GC_MINOR_US telemetry changes around 21-01-08
Categories
(Core :: JavaScript: GC, defect, P1)
Tracking
()
Tracking | Status | |
---|---|---|
firefox-esr78 | --- | unaffected |
firefox85 | --- | unaffected |
firefox86 | --- | wontfix |
firefox87 | --- | wontfix |
firefox88 | --- | wontfix |
firefox89 | --- | fix-optional |
People
(Reporter: jonco, Assigned: jonco)
References
(Regression)
Details
(Keywords: regression)
Attachments
(7 files)
199.56 KB,
image/png
|
Details | |
143.39 KB,
image/png
|
Details | |
48 bytes,
text/x-phabricator-request
|
Details | Review | |
48 bytes,
text/x-phabricator-request
|
Details | Review | |
48 bytes,
text/x-phabricator-request
|
Details | Review | |
48 bytes,
text/x-phabricator-request
|
Details | Review | |
48 bytes,
text/x-phabricator-request
|
Details | Review |
Bug 1685132 was meant to simplify the implementation of tracing while also increasing performance. Looking at telemetry shows it had mixed results:
https://glam.telemetry.mozilla.org/firefox/probe/gc_minor_us/explore?ref=20210127093943
Long minor GCs improved a lot - e.g. the 75th percentile is down to 791uS from 1330uS. However short collections regressed - e.g. the 25th percentile increased from 77uS to 114uS.
Our aim with these is to keep them bellow one millisecond, so this isn't quite as bad as it looks from the attached graph (note the log scale emphases changes at the low end).
My theory is that edges traced via TraceEdge slowed down (maybe due to making this a virtual dispatch) whereas edges traced internally to the tracer became faster (maybe due to simplifying value handling). That would mean quick collections where root tracing dominates became slower, where long collections where evacuation dominates became faster, explaining the results.
Fortunately there's more we can do here to improve things.

============

● SHORT TASK 1
Can you rewrite everything in the bug report from "Tracking | Status" down to "(Keywords: regression)", replacing "wontfix" with "deferred"?
● SHORT TASK 2
Which Firefox versions appear in the tracking table of the bug report?

(Named-object pointing records)
============

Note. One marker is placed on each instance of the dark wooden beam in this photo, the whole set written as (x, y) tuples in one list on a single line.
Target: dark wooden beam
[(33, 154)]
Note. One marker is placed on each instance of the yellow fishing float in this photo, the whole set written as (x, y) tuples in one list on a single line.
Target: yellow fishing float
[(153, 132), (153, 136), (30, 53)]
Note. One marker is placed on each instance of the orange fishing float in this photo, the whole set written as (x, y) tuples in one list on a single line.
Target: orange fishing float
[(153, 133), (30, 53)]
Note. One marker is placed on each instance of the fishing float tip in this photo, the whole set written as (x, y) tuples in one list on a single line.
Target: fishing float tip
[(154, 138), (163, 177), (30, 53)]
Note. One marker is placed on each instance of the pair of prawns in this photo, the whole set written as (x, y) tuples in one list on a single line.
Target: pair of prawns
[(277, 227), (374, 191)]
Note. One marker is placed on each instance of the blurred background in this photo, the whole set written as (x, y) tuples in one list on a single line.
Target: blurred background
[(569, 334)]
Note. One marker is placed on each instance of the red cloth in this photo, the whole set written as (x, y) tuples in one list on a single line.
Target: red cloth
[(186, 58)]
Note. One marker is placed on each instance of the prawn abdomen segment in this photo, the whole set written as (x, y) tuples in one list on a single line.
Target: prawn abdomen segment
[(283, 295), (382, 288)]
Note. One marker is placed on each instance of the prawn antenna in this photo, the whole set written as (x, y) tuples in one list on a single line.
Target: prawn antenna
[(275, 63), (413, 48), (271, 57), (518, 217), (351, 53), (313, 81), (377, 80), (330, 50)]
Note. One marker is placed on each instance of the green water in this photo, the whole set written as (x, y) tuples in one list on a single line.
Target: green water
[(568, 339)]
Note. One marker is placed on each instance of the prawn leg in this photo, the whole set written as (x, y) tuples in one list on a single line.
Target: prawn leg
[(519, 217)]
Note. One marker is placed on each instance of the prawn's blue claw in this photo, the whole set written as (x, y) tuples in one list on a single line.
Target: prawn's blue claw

============

● FULL SOLUTION 1
Tracking | Status | |
---|---|---|
firefox-esr78 | --- | unaffected |
firefox85 | --- | unaffected |
firefox86 | --- | deferred |
firefox87 | --- | deferred |
firefox88 | --- | deferred |
firefox89 | --- | fix-optional |
People
(Reporter: jonco, Assigned: jonco)
References
(Regression)
Details
(Keywords: regression)

● FULL SOLUTION 2
firefox-esr78
firefox85
firefox86
firefox87
firefox88
firefox89